**Records provided**
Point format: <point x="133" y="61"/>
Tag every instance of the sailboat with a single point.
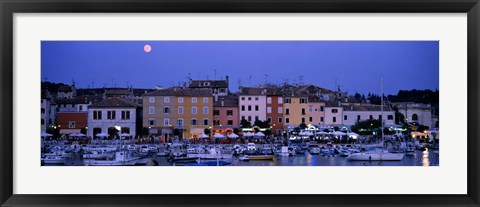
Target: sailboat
<point x="379" y="154"/>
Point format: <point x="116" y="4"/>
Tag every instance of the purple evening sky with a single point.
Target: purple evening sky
<point x="356" y="65"/>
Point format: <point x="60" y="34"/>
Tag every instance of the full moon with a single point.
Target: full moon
<point x="147" y="48"/>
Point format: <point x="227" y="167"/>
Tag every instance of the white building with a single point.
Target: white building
<point x="416" y="112"/>
<point x="361" y="112"/>
<point x="252" y="104"/>
<point x="111" y="113"/>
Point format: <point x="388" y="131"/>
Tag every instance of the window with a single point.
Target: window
<point x="125" y="115"/>
<point x="179" y="122"/>
<point x="71" y="124"/>
<point x="151" y="109"/>
<point x="97" y="115"/>
<point x="151" y="122"/>
<point x="111" y="115"/>
<point x="414" y="117"/>
<point x="180" y="110"/>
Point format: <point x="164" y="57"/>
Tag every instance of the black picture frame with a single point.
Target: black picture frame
<point x="9" y="7"/>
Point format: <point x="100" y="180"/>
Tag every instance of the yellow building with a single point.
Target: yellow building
<point x="179" y="112"/>
<point x="295" y="110"/>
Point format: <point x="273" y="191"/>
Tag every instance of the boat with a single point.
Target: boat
<point x="53" y="159"/>
<point x="120" y="158"/>
<point x="260" y="157"/>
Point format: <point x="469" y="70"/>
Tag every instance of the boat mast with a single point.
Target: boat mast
<point x="381" y="120"/>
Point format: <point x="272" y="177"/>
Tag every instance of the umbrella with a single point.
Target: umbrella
<point x="203" y="135"/>
<point x="259" y="134"/>
<point x="102" y="135"/>
<point x="217" y="135"/>
<point x="77" y="135"/>
<point x="232" y="135"/>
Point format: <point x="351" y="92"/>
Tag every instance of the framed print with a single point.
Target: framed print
<point x="242" y="103"/>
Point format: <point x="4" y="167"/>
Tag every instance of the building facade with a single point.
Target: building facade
<point x="110" y="114"/>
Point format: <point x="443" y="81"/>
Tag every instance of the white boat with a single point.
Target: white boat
<point x="53" y="159"/>
<point x="376" y="156"/>
<point x="120" y="158"/>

**Problem requirements**
Transcribe every entry word for word, but omit the pictures.

**Complete answer**
Point format: <point x="133" y="61"/>
Tag every instance of the sailboat with a single point.
Target: sailboat
<point x="379" y="154"/>
Point format: <point x="116" y="4"/>
Tag every instance of the purple evening sky with a single point.
Target: purple evening sky
<point x="356" y="65"/>
Point format: <point x="60" y="34"/>
Tag every instance of the full moon with a single point.
Target: full moon
<point x="147" y="48"/>
Point format: <point x="227" y="167"/>
Tag every instance of the white building with a single point.
Target: white building
<point x="416" y="112"/>
<point x="361" y="112"/>
<point x="252" y="104"/>
<point x="111" y="113"/>
Point format: <point x="388" y="131"/>
Tag every instance of the window with a single point.
Target: window
<point x="125" y="115"/>
<point x="179" y="122"/>
<point x="71" y="124"/>
<point x="151" y="109"/>
<point x="97" y="115"/>
<point x="151" y="122"/>
<point x="111" y="115"/>
<point x="414" y="117"/>
<point x="180" y="110"/>
Point format: <point x="164" y="57"/>
Tag every instance of the black picture frame with a single point.
Target: black picture frame
<point x="9" y="7"/>
Point format: <point x="100" y="180"/>
Tag every instance of the yellow building with a single point.
Target: yellow building
<point x="179" y="112"/>
<point x="295" y="110"/>
Point format: <point x="273" y="191"/>
Tag every instance of the boat with a single point.
Target: boat
<point x="53" y="159"/>
<point x="120" y="158"/>
<point x="260" y="157"/>
Point format: <point x="469" y="70"/>
Tag every instance of the boat mast with a single point.
Target: boat mast
<point x="381" y="120"/>
Point format: <point x="272" y="177"/>
Tag every instance of the umbrella with a single point.
Target: umbrella
<point x="203" y="135"/>
<point x="259" y="134"/>
<point x="102" y="135"/>
<point x="217" y="135"/>
<point x="77" y="135"/>
<point x="232" y="135"/>
Point format: <point x="351" y="92"/>
Tag every instance of the framed print with a single point.
Target: framed print
<point x="242" y="103"/>
Point format: <point x="4" y="167"/>
Tag every instance of the building facade with a single point.
Target: building facade
<point x="110" y="114"/>
Point format: <point x="443" y="81"/>
Tag every instance of the white boat with a single point.
Target: white boat
<point x="53" y="159"/>
<point x="376" y="156"/>
<point x="120" y="158"/>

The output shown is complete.